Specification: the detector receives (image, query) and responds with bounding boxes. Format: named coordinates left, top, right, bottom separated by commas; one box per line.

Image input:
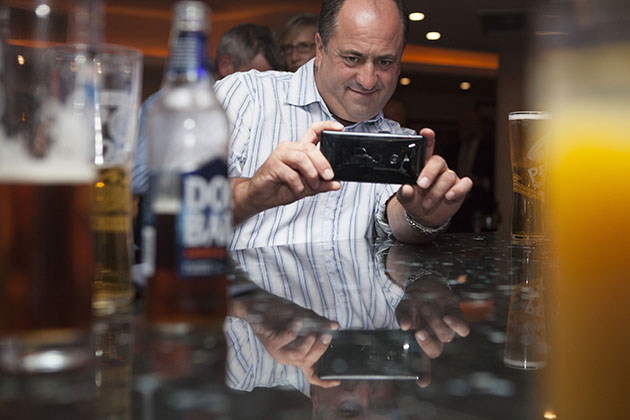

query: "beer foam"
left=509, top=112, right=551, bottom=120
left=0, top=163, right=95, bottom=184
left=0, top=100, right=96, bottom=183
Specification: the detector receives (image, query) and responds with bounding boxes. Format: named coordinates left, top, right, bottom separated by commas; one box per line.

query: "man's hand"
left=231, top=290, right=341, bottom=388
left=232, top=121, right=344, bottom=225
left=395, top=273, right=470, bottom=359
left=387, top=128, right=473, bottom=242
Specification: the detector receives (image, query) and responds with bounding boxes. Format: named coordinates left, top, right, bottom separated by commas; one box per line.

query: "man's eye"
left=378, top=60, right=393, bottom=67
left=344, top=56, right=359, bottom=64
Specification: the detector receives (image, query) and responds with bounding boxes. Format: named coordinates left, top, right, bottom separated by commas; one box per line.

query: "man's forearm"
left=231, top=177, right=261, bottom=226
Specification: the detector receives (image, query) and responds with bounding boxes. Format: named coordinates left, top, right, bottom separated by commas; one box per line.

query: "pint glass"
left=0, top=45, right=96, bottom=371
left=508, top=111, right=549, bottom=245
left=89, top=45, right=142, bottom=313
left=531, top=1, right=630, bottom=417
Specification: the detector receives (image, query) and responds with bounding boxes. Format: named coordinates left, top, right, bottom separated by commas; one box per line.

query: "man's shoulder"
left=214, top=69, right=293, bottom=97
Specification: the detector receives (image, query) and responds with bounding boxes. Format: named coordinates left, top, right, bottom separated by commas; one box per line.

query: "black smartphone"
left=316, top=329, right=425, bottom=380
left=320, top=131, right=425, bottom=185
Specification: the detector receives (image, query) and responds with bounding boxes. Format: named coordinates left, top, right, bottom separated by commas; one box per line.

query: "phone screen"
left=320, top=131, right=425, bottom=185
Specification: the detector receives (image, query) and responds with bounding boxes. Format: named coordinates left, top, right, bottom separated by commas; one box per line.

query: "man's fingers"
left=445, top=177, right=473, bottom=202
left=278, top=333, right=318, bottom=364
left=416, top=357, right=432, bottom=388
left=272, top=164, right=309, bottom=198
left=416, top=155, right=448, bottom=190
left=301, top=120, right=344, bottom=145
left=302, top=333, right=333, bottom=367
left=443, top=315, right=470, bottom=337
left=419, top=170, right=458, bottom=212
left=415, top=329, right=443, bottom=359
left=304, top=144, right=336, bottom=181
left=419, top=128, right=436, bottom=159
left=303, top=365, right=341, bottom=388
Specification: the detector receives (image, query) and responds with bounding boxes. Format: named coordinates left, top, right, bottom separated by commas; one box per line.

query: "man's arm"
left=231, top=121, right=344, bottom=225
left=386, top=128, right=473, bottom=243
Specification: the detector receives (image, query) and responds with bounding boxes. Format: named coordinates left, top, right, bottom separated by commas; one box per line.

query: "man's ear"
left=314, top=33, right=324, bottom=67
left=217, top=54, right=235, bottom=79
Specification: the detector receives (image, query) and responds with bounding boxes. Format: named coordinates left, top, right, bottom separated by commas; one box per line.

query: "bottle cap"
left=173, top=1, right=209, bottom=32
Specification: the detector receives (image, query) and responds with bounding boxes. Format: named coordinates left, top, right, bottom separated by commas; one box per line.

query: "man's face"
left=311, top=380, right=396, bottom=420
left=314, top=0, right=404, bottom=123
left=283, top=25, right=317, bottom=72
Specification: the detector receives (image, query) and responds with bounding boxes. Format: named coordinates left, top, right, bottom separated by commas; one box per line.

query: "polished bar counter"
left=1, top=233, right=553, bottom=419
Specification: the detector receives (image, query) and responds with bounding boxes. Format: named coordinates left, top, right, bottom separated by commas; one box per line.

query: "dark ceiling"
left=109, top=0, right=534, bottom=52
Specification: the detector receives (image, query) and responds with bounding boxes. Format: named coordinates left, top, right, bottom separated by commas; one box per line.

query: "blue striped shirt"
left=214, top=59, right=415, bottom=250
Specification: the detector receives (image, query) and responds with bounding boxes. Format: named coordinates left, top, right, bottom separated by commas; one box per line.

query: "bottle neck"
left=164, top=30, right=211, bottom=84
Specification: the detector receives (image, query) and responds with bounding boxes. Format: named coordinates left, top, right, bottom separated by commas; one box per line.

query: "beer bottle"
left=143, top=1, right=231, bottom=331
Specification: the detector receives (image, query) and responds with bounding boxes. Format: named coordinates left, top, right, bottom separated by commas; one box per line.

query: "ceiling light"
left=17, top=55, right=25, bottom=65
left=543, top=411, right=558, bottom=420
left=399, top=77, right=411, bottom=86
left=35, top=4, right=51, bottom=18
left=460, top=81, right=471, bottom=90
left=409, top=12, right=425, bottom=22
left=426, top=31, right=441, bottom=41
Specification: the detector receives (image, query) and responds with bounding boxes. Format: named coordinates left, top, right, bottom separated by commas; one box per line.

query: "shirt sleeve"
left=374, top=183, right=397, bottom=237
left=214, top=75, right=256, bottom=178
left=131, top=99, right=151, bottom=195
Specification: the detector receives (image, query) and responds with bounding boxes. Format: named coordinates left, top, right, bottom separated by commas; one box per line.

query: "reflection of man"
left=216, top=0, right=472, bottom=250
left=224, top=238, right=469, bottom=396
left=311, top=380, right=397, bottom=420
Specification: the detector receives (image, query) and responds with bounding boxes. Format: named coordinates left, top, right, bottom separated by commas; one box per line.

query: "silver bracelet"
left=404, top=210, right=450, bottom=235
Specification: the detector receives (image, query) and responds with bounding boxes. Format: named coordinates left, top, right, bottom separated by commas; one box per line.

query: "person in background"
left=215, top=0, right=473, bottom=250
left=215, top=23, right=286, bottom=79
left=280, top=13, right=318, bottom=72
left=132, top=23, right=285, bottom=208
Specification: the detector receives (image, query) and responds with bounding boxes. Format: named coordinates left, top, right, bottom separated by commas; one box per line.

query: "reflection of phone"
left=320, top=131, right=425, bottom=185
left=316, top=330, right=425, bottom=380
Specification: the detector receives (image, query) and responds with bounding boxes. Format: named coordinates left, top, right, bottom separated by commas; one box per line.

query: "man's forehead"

__TASK OBJECTIVE__.
The listing above is to be written out again exactly, with its pictures omitted.

__RESPONSE BELOW__.
Specification: the detector receives (image, query) and responds with bounding boxes. Format: named coordinates left, top, right, bottom separated by commas; one box per line.

Image input:

query: "beer foam"
left=509, top=112, right=551, bottom=120
left=0, top=163, right=95, bottom=184
left=0, top=100, right=96, bottom=183
Specification: the detector receives (image, query) and responds with bounding boxes. Format: named coordinates left, top, right, bottom separated by commas; one box per line.

query: "man's hand"
left=231, top=290, right=341, bottom=388
left=232, top=121, right=344, bottom=225
left=395, top=273, right=470, bottom=359
left=387, top=128, right=473, bottom=242
Specification: the detector receives (image, query) and responds with bounding boxes. Format: named coordinates left, top, right, bottom separated by commas; one box per line.

query: "man's eye"
left=378, top=60, right=393, bottom=67
left=344, top=56, right=359, bottom=64
Specification: the detector receives (image, query) and responds with bounding boxes. Format: named coordinates left, top, right, bottom separated by commas; one box per line.

query: "man's forearm"
left=231, top=177, right=261, bottom=226
Specification: the detector receives (image, query) and responds with bounding boxes. Format: named coordinates left, top, right, bottom separated by commas; one box per line.

query: "pint glass"
left=0, top=45, right=96, bottom=371
left=508, top=111, right=549, bottom=245
left=89, top=45, right=142, bottom=313
left=531, top=1, right=630, bottom=417
Specification: the detector receives (image, query) and responds with bounding boxes. Format: named coordinates left, top, right, bottom separated by commas; one box per line.

query: "man's shoulder"
left=214, top=69, right=293, bottom=97
Specification: the detector receives (image, query) and responds with bounding boxes. Format: named coordinates left, top, right, bottom separated by commas; one box per line.

query: "black smartphone"
left=316, top=329, right=425, bottom=380
left=320, top=131, right=425, bottom=185
Specification: the detector receives (image, query) and responds with bounding boxes. Format: named coordinates left, top, right, bottom separated by commas; one box per line.

query: "phone screen"
left=320, top=131, right=425, bottom=185
Specification: the detector receives (image, query) and responds with bounding boxes. Format: named coordinates left, top, right, bottom separated by commas; one box per line.

query: "man's fingers"
left=445, top=177, right=473, bottom=202
left=278, top=333, right=318, bottom=364
left=416, top=357, right=432, bottom=388
left=272, top=164, right=309, bottom=198
left=416, top=155, right=448, bottom=190
left=301, top=120, right=344, bottom=145
left=302, top=333, right=333, bottom=367
left=443, top=315, right=470, bottom=337
left=419, top=170, right=458, bottom=212
left=415, top=329, right=443, bottom=359
left=304, top=144, right=336, bottom=181
left=419, top=128, right=436, bottom=159
left=303, top=365, right=341, bottom=388
Specification: the detector receives (image, query) and responds with bounding boxes. Format: named coordinates left, top, right, bottom separated by commas; one box per line.

query: "man's arm"
left=231, top=121, right=344, bottom=225
left=386, top=128, right=473, bottom=243
Specification: the detector receives (image, query) and responds with bounding boxes. Format: named coordinates left, top, right, bottom separated by commas; one box per line.

query: "man's ear"
left=314, top=33, right=324, bottom=67
left=217, top=54, right=235, bottom=79
Specification: the detector receives (image, query) and responds with bounding boxes. Format: named coordinates left, top, right, bottom separated by commas; one box per line.

query: "bottle cap"
left=173, top=1, right=209, bottom=32
Specification: the detector receives (image, query) and responds with bounding boxes. Format: named coordinates left, top, right, bottom separated by commas; one box per line.

query: "man's face"
left=311, top=380, right=396, bottom=420
left=314, top=0, right=404, bottom=123
left=283, top=25, right=317, bottom=72
Specification: the detector receives (image, query) and responds with bounding boxes. Format: named coordinates left, top, right, bottom separated by commas; one box per line.

query: "polished bar counter"
left=1, top=233, right=553, bottom=419
Specification: the detector receives (image, query) and responds with bounding boxes. Format: named coordinates left, top, right, bottom separated by commas; one box per line.

query: "dark ceiling"
left=109, top=0, right=534, bottom=52
Specification: the detector receives (image, query) and responds with bounding boxes. Format: named coordinates left, top, right, bottom separated by commas; one box per line.

query: "blue striped shirt"
left=214, top=59, right=415, bottom=250
Specification: the detector receives (image, query) and responds with bounding boxes. Format: named coordinates left, top, right, bottom separated by commas; one box per line.

query: "bottle neck"
left=164, top=30, right=211, bottom=84
Specification: the detector receives (image, query) and responds with bounding boxes. Format: named coordinates left, top, right, bottom separated by commas; one box per line.

query: "beer bottle"
left=143, top=1, right=231, bottom=331
Specification: the detector receives (image, query) and responds with bounding boxes. Format: named coordinates left, top, right, bottom separated by commas; one box per line.

query: "ceiling light"
left=17, top=55, right=25, bottom=65
left=543, top=411, right=558, bottom=420
left=399, top=77, right=411, bottom=86
left=35, top=4, right=51, bottom=18
left=460, top=81, right=471, bottom=90
left=409, top=12, right=425, bottom=22
left=426, top=31, right=441, bottom=41
Specification: the detector receives (image, query) and responds with bounding boxes. Format: named coordinates left, top, right, bottom separated by commas; one box per line.

query: "shirt sleeve"
left=374, top=183, right=397, bottom=237
left=214, top=75, right=256, bottom=178
left=131, top=99, right=151, bottom=195
Specification: the detector receives (image, query) and responds with bounding boxes. Format: named coordinates left, top, right, bottom separated by commas; one box per line.

query: "reflection of man"
left=216, top=0, right=472, bottom=250
left=224, top=238, right=469, bottom=396
left=311, top=380, right=397, bottom=420
Specification: the detector receives (image, query) and responds with bounding boxes. Format: named coordinates left, top, right, bottom separated by commas; one box per line.

query: "silver bracelet"
left=404, top=210, right=450, bottom=235
Specification: the detector receives (image, query) and responds with bounding boxes. Format: named coordinates left, top, right, bottom separated by commas; one box per line.

query: "person in background"
left=215, top=0, right=473, bottom=250
left=215, top=23, right=286, bottom=79
left=280, top=13, right=318, bottom=72
left=132, top=23, right=285, bottom=208
Specification: the detector receives (image, query) and responds with bounding boxes. Format: named coordinates left, top, right, bottom separated by commas; one box per line.

query: "reflection of phone"
left=320, top=131, right=425, bottom=185
left=316, top=330, right=425, bottom=380
Specification: the detector receives (image, query) and responds with bounding boxes. Format: named coordinates left, top, right, bottom separated by commas; one box per line.

query: "man's forehead"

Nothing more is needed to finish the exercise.